- [SELECTED PASSAGE]

- - - - -

Lower Otter valley set to become nationally important wildlife area

Budleigh Salterton has been a popular visitor destination since the late 1800’s, known for the tranquil valley and traditional seaside vista. Over the next few years, the scenery of the lower Otter is set to change and become a site of national importance to wildlife, while also helping to tackle climate change.

If you have recently walked around the Granary Lane or South Farm Road area, or along the South West Coast Path by the beach, you will doubtless have noticed some big changes  currently underway.  This work is the Lower Otter Restoration Project (LORP), which will see the river Otter reconnected to its floodplain, how it was 200-plus years ago.

LORP is one of two schemes under the Promoting Adaptation to Changing Coasts (PACCo) project. The second scheme is taking place in the Saâne Valley in Quiberville in Normandy, northern France. Together the two schemes are worth €26m, funded by the ERDF Interreg France Channel England fund; lead partner, the Environment Agency; the landowner, Clinton Devon Estates; and French partner organisations, Conservatoire du littoral, Commune de Quiberville and Terroir de Caux.

- - - - -

- [DATA LISTING]

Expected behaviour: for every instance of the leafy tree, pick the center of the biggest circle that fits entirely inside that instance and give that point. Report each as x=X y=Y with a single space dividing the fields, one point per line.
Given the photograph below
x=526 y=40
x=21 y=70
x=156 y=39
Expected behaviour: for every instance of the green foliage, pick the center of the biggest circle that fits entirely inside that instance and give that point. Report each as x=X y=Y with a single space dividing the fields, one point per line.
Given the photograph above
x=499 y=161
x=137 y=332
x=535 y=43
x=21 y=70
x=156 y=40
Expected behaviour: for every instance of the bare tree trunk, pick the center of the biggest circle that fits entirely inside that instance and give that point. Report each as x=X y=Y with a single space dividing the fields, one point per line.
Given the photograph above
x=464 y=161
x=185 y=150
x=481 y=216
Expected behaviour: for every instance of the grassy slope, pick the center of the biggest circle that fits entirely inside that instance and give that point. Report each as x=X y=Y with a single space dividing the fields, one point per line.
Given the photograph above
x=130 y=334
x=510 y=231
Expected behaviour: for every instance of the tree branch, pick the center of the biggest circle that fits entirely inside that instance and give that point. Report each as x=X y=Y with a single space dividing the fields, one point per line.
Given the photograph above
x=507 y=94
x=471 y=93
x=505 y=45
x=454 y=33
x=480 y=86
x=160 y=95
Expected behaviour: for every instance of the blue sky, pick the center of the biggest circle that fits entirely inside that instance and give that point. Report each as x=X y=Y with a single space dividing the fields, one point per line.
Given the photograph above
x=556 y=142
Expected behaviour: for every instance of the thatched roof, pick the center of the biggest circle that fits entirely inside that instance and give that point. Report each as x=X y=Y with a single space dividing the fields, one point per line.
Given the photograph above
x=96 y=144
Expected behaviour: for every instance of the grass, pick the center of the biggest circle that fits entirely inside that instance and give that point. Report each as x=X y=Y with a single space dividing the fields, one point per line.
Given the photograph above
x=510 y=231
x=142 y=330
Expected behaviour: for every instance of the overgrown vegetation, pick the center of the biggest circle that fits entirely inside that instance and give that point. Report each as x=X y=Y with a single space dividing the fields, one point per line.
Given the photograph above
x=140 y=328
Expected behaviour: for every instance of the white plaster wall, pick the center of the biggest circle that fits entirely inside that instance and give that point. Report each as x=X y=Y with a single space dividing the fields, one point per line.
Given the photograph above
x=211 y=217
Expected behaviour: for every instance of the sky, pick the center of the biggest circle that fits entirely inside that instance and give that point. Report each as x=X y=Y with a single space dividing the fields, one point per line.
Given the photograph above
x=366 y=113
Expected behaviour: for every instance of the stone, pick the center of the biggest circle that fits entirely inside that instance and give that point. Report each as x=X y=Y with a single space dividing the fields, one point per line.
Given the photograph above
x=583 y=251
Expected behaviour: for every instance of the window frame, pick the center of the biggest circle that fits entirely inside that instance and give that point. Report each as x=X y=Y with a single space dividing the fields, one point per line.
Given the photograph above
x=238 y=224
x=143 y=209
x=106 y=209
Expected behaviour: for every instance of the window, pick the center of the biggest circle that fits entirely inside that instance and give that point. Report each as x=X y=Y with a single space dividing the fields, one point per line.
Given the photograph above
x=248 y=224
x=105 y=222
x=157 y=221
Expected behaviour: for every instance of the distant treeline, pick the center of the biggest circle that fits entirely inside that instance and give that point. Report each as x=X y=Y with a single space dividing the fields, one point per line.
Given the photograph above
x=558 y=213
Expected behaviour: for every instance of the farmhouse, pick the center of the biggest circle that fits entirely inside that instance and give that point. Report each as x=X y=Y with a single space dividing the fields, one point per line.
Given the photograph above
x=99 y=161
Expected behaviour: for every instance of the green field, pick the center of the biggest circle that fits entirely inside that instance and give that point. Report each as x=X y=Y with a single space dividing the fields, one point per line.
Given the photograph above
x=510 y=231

- - - - -

- [GIVEN EXERCISE]
Retype the Lower Otter valley passage between "If you have" and "Terroir de Caux.", inclusive.

- [WRITTEN ANSWER]
If you have recently walked around the Granary Lane or South Farm Road area, or along the South West Coast Path by the beach, you will doubtless have noticed some big changes  currently underway.  This work is the Lower Otter Restoration Project (LORP), which will see the river Otter reconnected to its floodplain, how it was 200-plus years ago.

LORP is one of two schemes under the Promoting Adaptation to Changing Coasts (PACCo) project. The second scheme is taking place in the Saâne Valley in Quiberville in Normandy, northern France. Together the two schemes are worth €26m, funded by the ERDF Interreg France Channel England fund; lead partner, the Environment Agency; the landowner, Clinton Devon Estates; and French partner organisations, Conservatoire du littoral, Commune de Quiberville and Terroir de Caux.